[Task objective]: Could you print, exactly and without pictures, only the lines from the one with "Locate the red" through the end of the records below?

[Given records]:

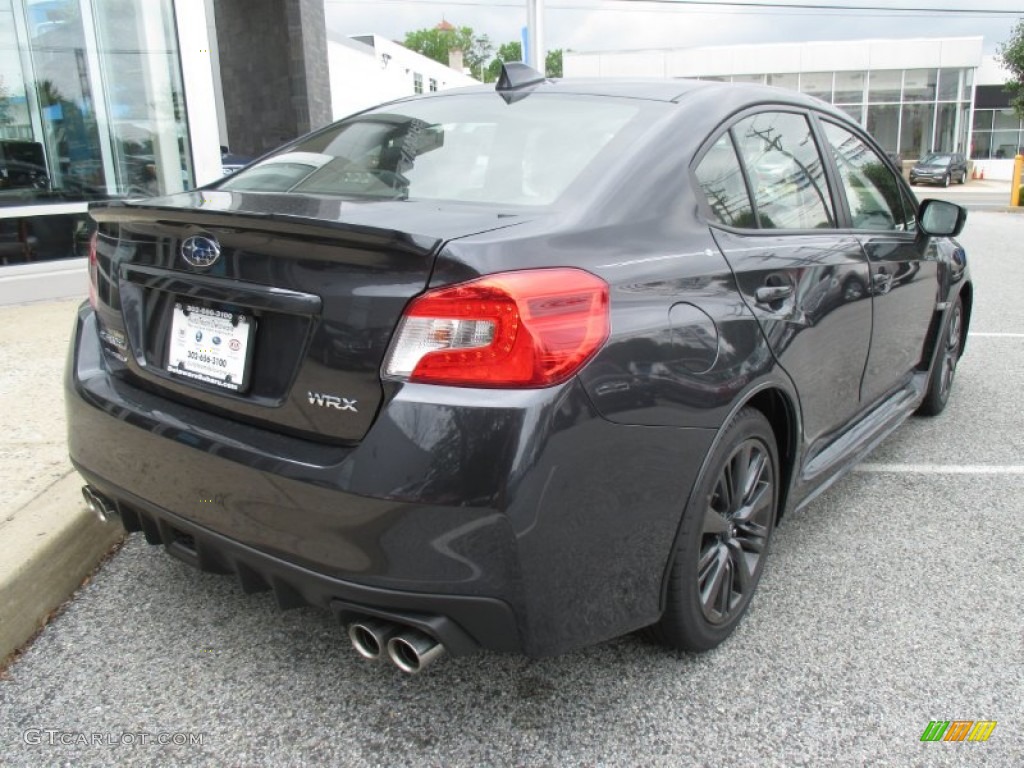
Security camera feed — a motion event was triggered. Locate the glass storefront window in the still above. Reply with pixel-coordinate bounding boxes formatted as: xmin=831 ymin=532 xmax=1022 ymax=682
xmin=971 ymin=132 xmax=991 ymax=160
xmin=93 ymin=0 xmax=191 ymax=197
xmin=937 ymin=69 xmax=959 ymax=101
xmin=767 ymin=73 xmax=797 ymax=90
xmin=866 ymin=104 xmax=900 ymax=153
xmin=834 ymin=71 xmax=866 ymax=103
xmin=990 ymin=130 xmax=1021 ymax=159
xmin=961 ymin=69 xmax=973 ymax=102
xmin=935 ymin=102 xmax=958 ymax=157
xmin=994 ymin=109 xmax=1020 ymax=131
xmin=900 ymin=102 xmax=935 ymax=158
xmin=800 ymin=72 xmax=832 ymax=101
xmin=0 ymin=0 xmax=194 ymax=263
xmin=959 ymin=104 xmax=970 ymax=156
xmin=972 ymin=109 xmax=994 ymax=133
xmin=836 ymin=103 xmax=864 ymax=122
xmin=902 ymin=69 xmax=937 ymax=102
xmin=868 ymin=70 xmax=902 ymax=103
xmin=1 ymin=0 xmax=109 ymax=204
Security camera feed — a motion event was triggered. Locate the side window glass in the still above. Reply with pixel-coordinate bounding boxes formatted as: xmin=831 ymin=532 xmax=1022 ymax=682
xmin=732 ymin=112 xmax=834 ymax=230
xmin=694 ymin=134 xmax=756 ymax=228
xmin=822 ymin=121 xmax=908 ymax=232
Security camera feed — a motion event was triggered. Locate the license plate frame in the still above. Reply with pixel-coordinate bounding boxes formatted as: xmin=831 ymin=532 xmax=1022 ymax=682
xmin=166 ymin=301 xmax=256 ymax=392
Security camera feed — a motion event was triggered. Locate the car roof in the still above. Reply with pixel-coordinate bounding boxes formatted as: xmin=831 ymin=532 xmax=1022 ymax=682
xmin=419 ymin=77 xmax=835 ymax=107
xmin=414 ymin=78 xmax=852 ymax=118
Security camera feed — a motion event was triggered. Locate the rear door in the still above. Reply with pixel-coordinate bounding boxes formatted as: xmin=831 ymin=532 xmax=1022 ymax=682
xmin=696 ymin=110 xmax=872 ymax=449
xmin=817 ymin=120 xmax=938 ymax=407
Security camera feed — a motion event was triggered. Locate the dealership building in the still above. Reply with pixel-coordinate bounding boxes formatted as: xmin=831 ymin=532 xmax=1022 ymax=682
xmin=1 ymin=5 xmax=1021 ymax=299
xmin=565 ymin=36 xmax=1022 ymax=175
xmin=0 ymin=0 xmax=474 ymax=302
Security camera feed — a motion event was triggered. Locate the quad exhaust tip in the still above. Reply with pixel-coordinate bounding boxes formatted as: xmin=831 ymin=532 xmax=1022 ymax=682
xmin=387 ymin=630 xmax=445 ymax=674
xmin=82 ymin=486 xmax=118 ymax=523
xmin=347 ymin=619 xmax=446 ymax=673
xmin=348 ymin=619 xmax=399 ymax=661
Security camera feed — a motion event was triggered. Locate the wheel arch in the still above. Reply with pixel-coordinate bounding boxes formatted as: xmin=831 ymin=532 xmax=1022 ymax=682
xmin=657 ymin=381 xmax=801 ymax=614
xmin=745 ymin=387 xmax=799 ymax=522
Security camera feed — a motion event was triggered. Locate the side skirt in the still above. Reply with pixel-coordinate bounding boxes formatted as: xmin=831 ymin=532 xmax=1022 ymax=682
xmin=792 ymin=372 xmax=928 ymax=514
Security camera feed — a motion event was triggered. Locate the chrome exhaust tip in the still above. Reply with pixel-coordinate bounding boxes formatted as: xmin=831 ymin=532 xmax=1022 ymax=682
xmin=347 ymin=619 xmax=399 ymax=661
xmin=387 ymin=630 xmax=446 ymax=674
xmin=82 ymin=486 xmax=117 ymax=523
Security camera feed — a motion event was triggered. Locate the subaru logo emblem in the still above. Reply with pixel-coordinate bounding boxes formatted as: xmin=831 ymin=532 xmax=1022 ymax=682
xmin=181 ymin=235 xmax=221 ymax=268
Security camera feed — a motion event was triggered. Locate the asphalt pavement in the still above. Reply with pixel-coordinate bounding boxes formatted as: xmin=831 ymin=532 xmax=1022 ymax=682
xmin=1 ymin=212 xmax=1022 ymax=767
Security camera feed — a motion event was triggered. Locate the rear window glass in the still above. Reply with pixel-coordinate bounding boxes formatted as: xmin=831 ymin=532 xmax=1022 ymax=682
xmin=732 ymin=111 xmax=834 ymax=230
xmin=220 ymin=93 xmax=649 ymax=206
xmin=695 ymin=134 xmax=756 ymax=227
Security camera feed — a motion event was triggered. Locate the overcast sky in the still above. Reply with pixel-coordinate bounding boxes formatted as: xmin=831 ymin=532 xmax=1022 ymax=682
xmin=324 ymin=0 xmax=1023 ymax=57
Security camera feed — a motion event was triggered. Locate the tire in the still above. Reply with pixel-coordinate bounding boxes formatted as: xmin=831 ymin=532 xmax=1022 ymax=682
xmin=959 ymin=171 xmax=967 ymax=185
xmin=917 ymin=295 xmax=963 ymax=416
xmin=942 ymin=173 xmax=951 ymax=188
xmin=649 ymin=408 xmax=779 ymax=652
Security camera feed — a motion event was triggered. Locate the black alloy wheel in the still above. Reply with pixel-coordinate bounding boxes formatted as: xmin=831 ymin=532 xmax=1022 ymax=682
xmin=917 ymin=295 xmax=963 ymax=416
xmin=649 ymin=408 xmax=779 ymax=652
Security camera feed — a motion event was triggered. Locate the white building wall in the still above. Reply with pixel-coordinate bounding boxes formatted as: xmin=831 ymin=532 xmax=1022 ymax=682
xmin=328 ymin=35 xmax=478 ymax=121
xmin=976 ymin=54 xmax=1011 ymax=86
xmin=567 ymin=37 xmax=984 ymax=79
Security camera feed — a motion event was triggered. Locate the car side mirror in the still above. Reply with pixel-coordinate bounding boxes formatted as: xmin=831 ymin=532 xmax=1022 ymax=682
xmin=918 ymin=199 xmax=966 ymax=238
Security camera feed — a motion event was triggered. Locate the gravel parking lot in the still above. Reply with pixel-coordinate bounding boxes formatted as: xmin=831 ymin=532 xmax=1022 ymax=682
xmin=2 ymin=211 xmax=1022 ymax=767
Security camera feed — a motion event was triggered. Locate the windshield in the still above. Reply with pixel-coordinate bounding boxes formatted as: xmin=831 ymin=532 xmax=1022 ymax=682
xmin=920 ymin=154 xmax=952 ymax=166
xmin=219 ymin=93 xmax=653 ymax=206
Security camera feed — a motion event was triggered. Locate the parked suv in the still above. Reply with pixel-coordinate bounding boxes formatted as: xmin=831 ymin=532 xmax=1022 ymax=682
xmin=909 ymin=152 xmax=968 ymax=187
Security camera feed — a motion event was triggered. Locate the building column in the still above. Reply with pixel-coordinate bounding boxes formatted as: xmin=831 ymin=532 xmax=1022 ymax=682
xmin=211 ymin=0 xmax=331 ymax=157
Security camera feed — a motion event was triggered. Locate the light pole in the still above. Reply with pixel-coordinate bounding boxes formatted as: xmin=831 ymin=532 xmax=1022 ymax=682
xmin=526 ymin=0 xmax=545 ymax=74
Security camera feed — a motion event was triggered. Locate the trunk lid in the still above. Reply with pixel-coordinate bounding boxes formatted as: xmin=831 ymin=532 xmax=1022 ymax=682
xmin=90 ymin=190 xmax=526 ymax=443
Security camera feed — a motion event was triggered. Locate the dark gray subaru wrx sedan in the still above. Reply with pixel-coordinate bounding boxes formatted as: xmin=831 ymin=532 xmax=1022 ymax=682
xmin=67 ymin=65 xmax=971 ymax=673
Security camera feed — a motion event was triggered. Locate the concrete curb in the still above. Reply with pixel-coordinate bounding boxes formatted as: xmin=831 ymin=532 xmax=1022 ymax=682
xmin=0 ymin=471 xmax=124 ymax=663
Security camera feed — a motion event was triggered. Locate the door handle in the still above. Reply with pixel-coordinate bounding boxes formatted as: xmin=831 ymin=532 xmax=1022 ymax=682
xmin=755 ymin=285 xmax=793 ymax=305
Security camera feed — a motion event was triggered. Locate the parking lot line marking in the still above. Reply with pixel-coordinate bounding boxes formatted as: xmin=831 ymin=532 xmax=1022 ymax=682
xmin=967 ymin=332 xmax=1024 ymax=338
xmin=855 ymin=463 xmax=1024 ymax=475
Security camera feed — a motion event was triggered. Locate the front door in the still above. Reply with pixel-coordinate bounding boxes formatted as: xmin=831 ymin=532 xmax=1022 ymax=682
xmin=819 ymin=120 xmax=938 ymax=406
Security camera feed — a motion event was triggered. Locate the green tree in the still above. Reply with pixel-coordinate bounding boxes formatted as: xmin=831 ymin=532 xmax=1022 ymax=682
xmin=997 ymin=18 xmax=1024 ymax=119
xmin=485 ymin=41 xmax=522 ymax=83
xmin=403 ymin=25 xmax=493 ymax=80
xmin=545 ymin=49 xmax=563 ymax=79
xmin=483 ymin=43 xmax=564 ymax=82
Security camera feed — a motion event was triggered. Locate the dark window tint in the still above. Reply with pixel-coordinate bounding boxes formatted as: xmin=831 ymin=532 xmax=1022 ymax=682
xmin=822 ymin=121 xmax=908 ymax=232
xmin=694 ymin=134 xmax=755 ymax=227
xmin=220 ymin=94 xmax=649 ymax=207
xmin=732 ymin=112 xmax=834 ymax=230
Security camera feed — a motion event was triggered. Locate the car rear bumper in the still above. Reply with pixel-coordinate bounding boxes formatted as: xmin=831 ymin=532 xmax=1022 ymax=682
xmin=66 ymin=304 xmax=715 ymax=656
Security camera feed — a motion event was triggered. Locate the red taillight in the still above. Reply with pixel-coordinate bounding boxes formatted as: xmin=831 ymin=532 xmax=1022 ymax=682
xmin=87 ymin=232 xmax=98 ymax=309
xmin=384 ymin=268 xmax=609 ymax=388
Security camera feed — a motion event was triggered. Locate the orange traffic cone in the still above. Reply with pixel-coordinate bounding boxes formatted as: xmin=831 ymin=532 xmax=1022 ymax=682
xmin=971 ymin=167 xmax=978 ymax=180
xmin=980 ymin=167 xmax=985 ymax=180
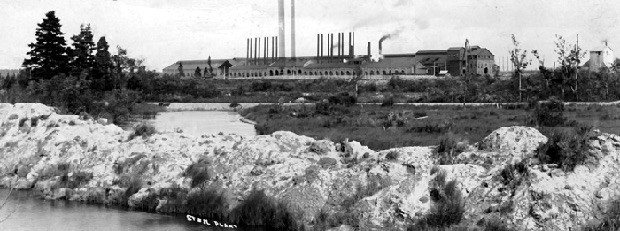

[Answer box]:
Security camera feed — a motion event was triggered. Locate the red taillight in the still above. Reply with pixel-coordinate bounding boxes formatted as: xmin=831 ymin=532 xmax=1022 ymax=682
xmin=87 ymin=232 xmax=98 ymax=309
xmin=384 ymin=268 xmax=609 ymax=388
Security camera feed — a motion event was triggered. Locate the orange traffic cone in the still above. Reply with pixel-coordinate bounding boxes formatted as: xmin=831 ymin=532 xmax=1022 ymax=682
xmin=971 ymin=167 xmax=978 ymax=180
xmin=980 ymin=167 xmax=985 ymax=180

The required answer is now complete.